The problem, of course, is that random access to the Terms is not very fast due to the half-streaming approach that Lucene uses. This is not a critique, as it saves a lot of space. The term sorter was Java’s merge sort and although it has high spatial locality, 20% of the lookups was cache misses. More than enough to confine usage of the method to cases where the index is rarely re-opened.

A solution to the new problem

So, how do we go about switching random access sorting with sequential access sorting? It turns out that this is really simple. Okay, simple as balancing an egg on the pointy end, I guess.

  1. Sort the array of ordinals in chunks that fit the cache size exactly. The Java merge sort is beautiful as it never (okay, this is just a guess – I need to verify) requests a term at position x before it has requested the term at position x-1 has been requested. This means perfect sequential access and very fast sorting.
    We now have #terms / cacheSize chunks, each sorted in Collator order.
  2. Merge the chunks all at a time. Use a heap to determine which the chunk to take the next term from.
    In theory this means a lot of random access. However, the terms in a Lucene index is already sorted in Unicode order, so in reality there is very little switching between chunks and a lot of sequential access.

Does it work?

Initializing the sort structure for 10 million unique terms takes about 6 minutes in the current tree-day-hack implementation. Using the laptop’s conventional 7200 RPM harddisk.

This is still a non-trivial amount of time, but here’s the real eye opener: Loading all the Strings into RAM and calling Arrays.sort(myStrings, myCollator) takes 10 minutes.

Storage-based sorting faster than in-memory? How is that possible? First of all, retrieving the Strings from storage takes comparatively little time (think a few seconds) as long as we do it sequentially. Second, when we merge the chunks using the heap, we observe that values pushed on the heap very rarely goes deeper than first or second level: The Strings are already in unicode-order which is fairly well in sync with locale-based sorting (for danish at least, but I'll bet a cake that it holds for most locales). The heap-sorting step is in reality very close to O(n). By exploiting the existing order, we gain 40% speed over the generic sort (YMMW).

Where’s the catch?

As the terms are not in-memory, a high number of requests for the actual Strings takes its toll on IO. For a simple search, where we just want to return the top 20 hits, there are no problems at all. For a faceting system delivering thousands of scattered terms from different fields, this hurts on a conventional harddisk. But hey, we’re all using SSDs from now on, right?
* * * * * * * * *
Aim 1:
In the text on sorting Lucene terms, how long does it take to load all the Strings into RAM and call Arrays.sort with a collator?
Aim 2:
Reproduce the text on sorting Lucene terms, starting with "2. Merge the" and going on through "Does it work?".

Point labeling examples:
* * * * * * * * *
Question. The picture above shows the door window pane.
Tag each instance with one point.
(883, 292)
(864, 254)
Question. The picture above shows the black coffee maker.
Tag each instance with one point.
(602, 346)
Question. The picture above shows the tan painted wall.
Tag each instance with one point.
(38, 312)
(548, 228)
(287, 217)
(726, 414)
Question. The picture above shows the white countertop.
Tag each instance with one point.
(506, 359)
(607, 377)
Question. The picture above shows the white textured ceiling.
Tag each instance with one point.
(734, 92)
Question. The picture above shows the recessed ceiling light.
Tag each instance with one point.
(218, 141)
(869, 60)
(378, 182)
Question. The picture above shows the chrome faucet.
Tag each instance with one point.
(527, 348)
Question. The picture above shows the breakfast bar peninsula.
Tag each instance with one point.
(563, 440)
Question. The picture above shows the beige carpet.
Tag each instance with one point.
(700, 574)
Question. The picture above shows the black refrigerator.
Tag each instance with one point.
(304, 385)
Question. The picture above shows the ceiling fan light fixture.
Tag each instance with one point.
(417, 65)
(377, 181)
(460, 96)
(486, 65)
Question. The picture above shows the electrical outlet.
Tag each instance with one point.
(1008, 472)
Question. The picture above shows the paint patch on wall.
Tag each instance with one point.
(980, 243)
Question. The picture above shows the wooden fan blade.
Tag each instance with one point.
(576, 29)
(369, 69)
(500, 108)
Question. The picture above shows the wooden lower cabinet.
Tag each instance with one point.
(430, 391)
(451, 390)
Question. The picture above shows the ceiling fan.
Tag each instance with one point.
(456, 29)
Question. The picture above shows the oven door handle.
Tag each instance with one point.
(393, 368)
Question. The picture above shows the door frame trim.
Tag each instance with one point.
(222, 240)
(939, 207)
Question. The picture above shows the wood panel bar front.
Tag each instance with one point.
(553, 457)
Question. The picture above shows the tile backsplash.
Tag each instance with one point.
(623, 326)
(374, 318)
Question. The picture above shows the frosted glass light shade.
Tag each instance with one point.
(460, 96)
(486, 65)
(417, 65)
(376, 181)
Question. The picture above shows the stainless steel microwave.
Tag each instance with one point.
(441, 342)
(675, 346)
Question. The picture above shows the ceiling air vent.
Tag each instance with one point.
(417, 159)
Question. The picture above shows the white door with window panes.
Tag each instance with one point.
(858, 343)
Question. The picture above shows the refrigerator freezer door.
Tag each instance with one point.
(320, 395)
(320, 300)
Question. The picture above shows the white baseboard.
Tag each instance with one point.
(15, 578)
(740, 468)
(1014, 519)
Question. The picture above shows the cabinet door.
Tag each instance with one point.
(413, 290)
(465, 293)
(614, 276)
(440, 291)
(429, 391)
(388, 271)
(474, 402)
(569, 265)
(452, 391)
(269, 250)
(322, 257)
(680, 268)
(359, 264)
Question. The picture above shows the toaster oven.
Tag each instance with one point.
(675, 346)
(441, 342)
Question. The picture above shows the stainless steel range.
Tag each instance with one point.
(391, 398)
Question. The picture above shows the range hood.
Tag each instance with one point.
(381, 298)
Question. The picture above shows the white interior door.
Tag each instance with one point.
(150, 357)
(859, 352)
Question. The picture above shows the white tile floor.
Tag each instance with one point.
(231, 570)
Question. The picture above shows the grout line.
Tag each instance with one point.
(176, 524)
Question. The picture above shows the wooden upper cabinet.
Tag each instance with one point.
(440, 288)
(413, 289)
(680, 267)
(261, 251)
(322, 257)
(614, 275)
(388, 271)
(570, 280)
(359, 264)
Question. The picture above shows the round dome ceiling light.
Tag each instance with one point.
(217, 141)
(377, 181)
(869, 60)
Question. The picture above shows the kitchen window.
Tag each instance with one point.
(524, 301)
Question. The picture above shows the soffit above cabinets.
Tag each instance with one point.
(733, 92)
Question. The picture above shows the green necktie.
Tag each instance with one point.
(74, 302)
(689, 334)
* * * * * * * * *
Exercise solution 1:
It takes 10 minutes.

Exercise solution 2:
2. Merge the chunks all at a time. Use a heap to determine which the chunk to take the next term from.
    In theory this means a lot of random access. However, the terms in a Lucene index is already sorted in Unicode order, so in reality there is very little switching between chunks and a lot of sequential access.

Does it work?